WHAT IS NEEDED:
Recast the part of the listing below that begins with the line containing "overhang with a bounding box." and runs through the line containing "left=0, top=0, right=126, bottom=18", both lines included, as a Markdown table with the columns Row and Line. Leave out any blank lines.

TASK INPUT:
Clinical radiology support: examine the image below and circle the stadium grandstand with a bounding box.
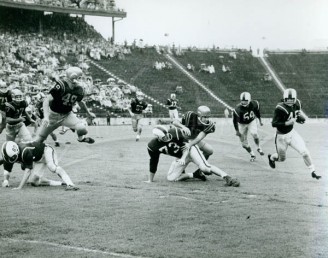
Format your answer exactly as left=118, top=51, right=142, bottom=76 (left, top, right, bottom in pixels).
left=0, top=0, right=328, bottom=124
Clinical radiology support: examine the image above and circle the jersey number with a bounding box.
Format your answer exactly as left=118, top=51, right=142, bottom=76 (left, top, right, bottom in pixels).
left=62, top=93, right=77, bottom=106
left=244, top=111, right=255, bottom=120
left=159, top=142, right=180, bottom=154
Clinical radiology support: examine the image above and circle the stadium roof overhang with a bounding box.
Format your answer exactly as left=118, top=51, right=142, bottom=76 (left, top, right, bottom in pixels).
left=0, top=0, right=126, bottom=18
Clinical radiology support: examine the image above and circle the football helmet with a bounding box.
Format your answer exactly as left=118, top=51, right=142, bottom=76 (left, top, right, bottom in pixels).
left=66, top=66, right=83, bottom=83
left=11, top=89, right=24, bottom=103
left=0, top=80, right=8, bottom=93
left=197, top=106, right=211, bottom=124
left=153, top=125, right=172, bottom=142
left=284, top=88, right=297, bottom=106
left=136, top=91, right=145, bottom=101
left=240, top=91, right=251, bottom=107
left=1, top=141, right=19, bottom=163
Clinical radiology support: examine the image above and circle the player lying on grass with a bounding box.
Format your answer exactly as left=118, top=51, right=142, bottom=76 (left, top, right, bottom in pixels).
left=0, top=141, right=79, bottom=191
left=147, top=125, right=240, bottom=187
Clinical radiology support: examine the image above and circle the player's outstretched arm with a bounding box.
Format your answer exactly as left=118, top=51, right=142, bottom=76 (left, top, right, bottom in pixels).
left=13, top=169, right=31, bottom=190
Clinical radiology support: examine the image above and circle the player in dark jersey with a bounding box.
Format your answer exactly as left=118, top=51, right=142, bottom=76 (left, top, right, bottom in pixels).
left=127, top=91, right=148, bottom=141
left=36, top=67, right=95, bottom=144
left=268, top=88, right=321, bottom=179
left=232, top=92, right=264, bottom=161
left=147, top=125, right=239, bottom=186
left=173, top=106, right=215, bottom=159
left=0, top=141, right=79, bottom=190
left=35, top=92, right=60, bottom=147
left=0, top=80, right=12, bottom=134
left=5, top=89, right=35, bottom=142
left=166, top=93, right=179, bottom=121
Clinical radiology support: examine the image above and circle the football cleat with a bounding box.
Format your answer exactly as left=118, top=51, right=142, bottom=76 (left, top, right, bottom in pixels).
left=268, top=154, right=276, bottom=168
left=311, top=171, right=321, bottom=180
left=193, top=169, right=207, bottom=181
left=257, top=148, right=264, bottom=156
left=223, top=176, right=240, bottom=187
left=65, top=185, right=80, bottom=191
left=78, top=137, right=95, bottom=144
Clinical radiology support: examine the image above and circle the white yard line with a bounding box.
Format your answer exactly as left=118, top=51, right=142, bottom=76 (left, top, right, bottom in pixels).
left=1, top=238, right=150, bottom=258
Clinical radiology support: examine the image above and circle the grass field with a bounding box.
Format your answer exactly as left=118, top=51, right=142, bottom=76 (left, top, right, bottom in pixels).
left=0, top=121, right=328, bottom=258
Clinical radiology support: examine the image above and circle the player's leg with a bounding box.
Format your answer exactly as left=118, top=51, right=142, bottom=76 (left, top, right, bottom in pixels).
left=166, top=158, right=192, bottom=182
left=248, top=120, right=264, bottom=156
left=62, top=112, right=95, bottom=144
left=44, top=145, right=79, bottom=190
left=17, top=123, right=32, bottom=142
left=50, top=132, right=60, bottom=147
left=239, top=124, right=256, bottom=162
left=290, top=130, right=321, bottom=179
left=268, top=133, right=291, bottom=168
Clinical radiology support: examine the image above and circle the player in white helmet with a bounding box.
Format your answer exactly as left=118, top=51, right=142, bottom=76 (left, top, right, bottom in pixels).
left=268, top=88, right=321, bottom=179
left=127, top=90, right=148, bottom=141
left=232, top=92, right=264, bottom=161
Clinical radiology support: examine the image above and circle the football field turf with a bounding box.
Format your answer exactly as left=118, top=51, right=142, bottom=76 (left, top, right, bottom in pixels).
left=0, top=121, right=328, bottom=258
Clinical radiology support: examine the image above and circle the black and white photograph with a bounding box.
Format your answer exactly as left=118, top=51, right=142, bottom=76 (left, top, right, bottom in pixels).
left=0, top=0, right=328, bottom=258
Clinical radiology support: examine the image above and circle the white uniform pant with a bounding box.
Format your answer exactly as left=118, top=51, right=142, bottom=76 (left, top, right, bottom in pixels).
left=167, top=146, right=211, bottom=181
left=275, top=129, right=308, bottom=161
left=169, top=109, right=179, bottom=120
left=238, top=119, right=258, bottom=147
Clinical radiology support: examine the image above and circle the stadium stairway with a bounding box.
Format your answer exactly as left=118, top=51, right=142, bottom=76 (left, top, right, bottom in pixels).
left=258, top=56, right=308, bottom=119
left=165, top=54, right=233, bottom=111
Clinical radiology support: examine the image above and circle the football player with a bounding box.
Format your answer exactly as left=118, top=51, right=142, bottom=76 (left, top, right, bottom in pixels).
left=147, top=125, right=240, bottom=186
left=166, top=93, right=179, bottom=121
left=5, top=89, right=35, bottom=142
left=36, top=66, right=95, bottom=144
left=0, top=80, right=11, bottom=134
left=268, top=88, right=321, bottom=179
left=127, top=91, right=148, bottom=141
left=173, top=106, right=215, bottom=159
left=0, top=141, right=79, bottom=191
left=232, top=92, right=264, bottom=162
left=35, top=92, right=60, bottom=147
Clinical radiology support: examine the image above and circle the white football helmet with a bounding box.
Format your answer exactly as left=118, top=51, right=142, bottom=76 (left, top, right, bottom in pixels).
left=66, top=66, right=83, bottom=82
left=240, top=91, right=251, bottom=107
left=136, top=91, right=145, bottom=101
left=0, top=80, right=8, bottom=93
left=153, top=125, right=172, bottom=142
left=197, top=106, right=211, bottom=125
left=1, top=141, right=19, bottom=163
left=11, top=89, right=24, bottom=103
left=284, top=88, right=297, bottom=106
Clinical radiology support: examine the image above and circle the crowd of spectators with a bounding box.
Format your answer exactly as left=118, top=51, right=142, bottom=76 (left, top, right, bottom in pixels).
left=12, top=0, right=124, bottom=12
left=0, top=10, right=142, bottom=115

FINISHED EXERCISE:
| Row | Line |
|---|---|
| 1 | Clinical radiology support: examine the image above and circle the stadium roof overhang with a bounding box. |
| 2 | Format your answer exactly as left=118, top=51, right=142, bottom=76 (left, top, right, bottom in pixels). |
| 3 | left=0, top=0, right=126, bottom=18 |